*** Source material Section Begins ***

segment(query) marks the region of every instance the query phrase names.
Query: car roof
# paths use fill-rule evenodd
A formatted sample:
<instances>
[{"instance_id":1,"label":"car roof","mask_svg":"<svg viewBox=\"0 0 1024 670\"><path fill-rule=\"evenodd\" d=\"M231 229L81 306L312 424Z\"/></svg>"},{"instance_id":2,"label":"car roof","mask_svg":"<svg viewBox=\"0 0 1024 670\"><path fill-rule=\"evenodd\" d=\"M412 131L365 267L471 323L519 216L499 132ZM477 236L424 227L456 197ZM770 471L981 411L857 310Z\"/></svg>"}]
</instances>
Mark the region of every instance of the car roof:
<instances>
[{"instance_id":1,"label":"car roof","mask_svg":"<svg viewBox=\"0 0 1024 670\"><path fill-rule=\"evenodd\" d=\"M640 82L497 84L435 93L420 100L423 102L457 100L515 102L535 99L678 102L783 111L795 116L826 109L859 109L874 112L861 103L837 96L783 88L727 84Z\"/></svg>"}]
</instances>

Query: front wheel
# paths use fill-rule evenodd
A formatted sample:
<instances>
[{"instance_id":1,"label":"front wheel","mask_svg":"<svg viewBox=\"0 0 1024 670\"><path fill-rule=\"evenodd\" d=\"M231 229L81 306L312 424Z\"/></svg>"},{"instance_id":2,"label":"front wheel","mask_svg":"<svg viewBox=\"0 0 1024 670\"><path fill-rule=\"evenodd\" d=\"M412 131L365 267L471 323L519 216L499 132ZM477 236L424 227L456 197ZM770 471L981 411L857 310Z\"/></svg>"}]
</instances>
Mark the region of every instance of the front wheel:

*** Source material Section Ends ***

Set down each entry exactly, leaving none out.

▶ Reply:
segment(query) marks the region of every instance the query phrase names.
Query: car roof
# paths use fill-rule evenodd
A formatted sample:
<instances>
[{"instance_id":1,"label":"car roof","mask_svg":"<svg viewBox=\"0 0 1024 670\"><path fill-rule=\"evenodd\" d=\"M231 229L81 306L312 424Z\"/></svg>"},{"instance_id":2,"label":"car roof","mask_svg":"<svg viewBox=\"0 0 1024 670\"><path fill-rule=\"evenodd\" d=\"M412 131L365 267L471 323L519 216L499 132ZM477 236L424 227L456 197ZM770 471L981 411L857 310Z\"/></svg>"}]
</instances>
Mark the region of every instance of the car roof:
<instances>
[{"instance_id":1,"label":"car roof","mask_svg":"<svg viewBox=\"0 0 1024 670\"><path fill-rule=\"evenodd\" d=\"M640 82L497 84L435 93L420 100L423 102L457 100L515 102L535 99L678 102L783 111L795 116L826 109L859 109L874 112L861 103L837 96L783 88L727 84Z\"/></svg>"}]
</instances>

Query: front wheel
# paths use fill-rule evenodd
A formatted sample:
<instances>
[{"instance_id":1,"label":"front wheel","mask_svg":"<svg viewBox=\"0 0 1024 670\"><path fill-rule=\"evenodd\" d=\"M231 229L81 306L312 424Z\"/></svg>"},{"instance_id":2,"label":"front wheel","mask_svg":"<svg viewBox=\"0 0 1024 670\"><path fill-rule=\"evenodd\" d=\"M412 131L365 267L471 323L519 216L499 132ZM477 236L424 227L456 197ZM770 471L981 411L857 310Z\"/></svg>"}]
</instances>
Mark the region of every instance of the front wheel:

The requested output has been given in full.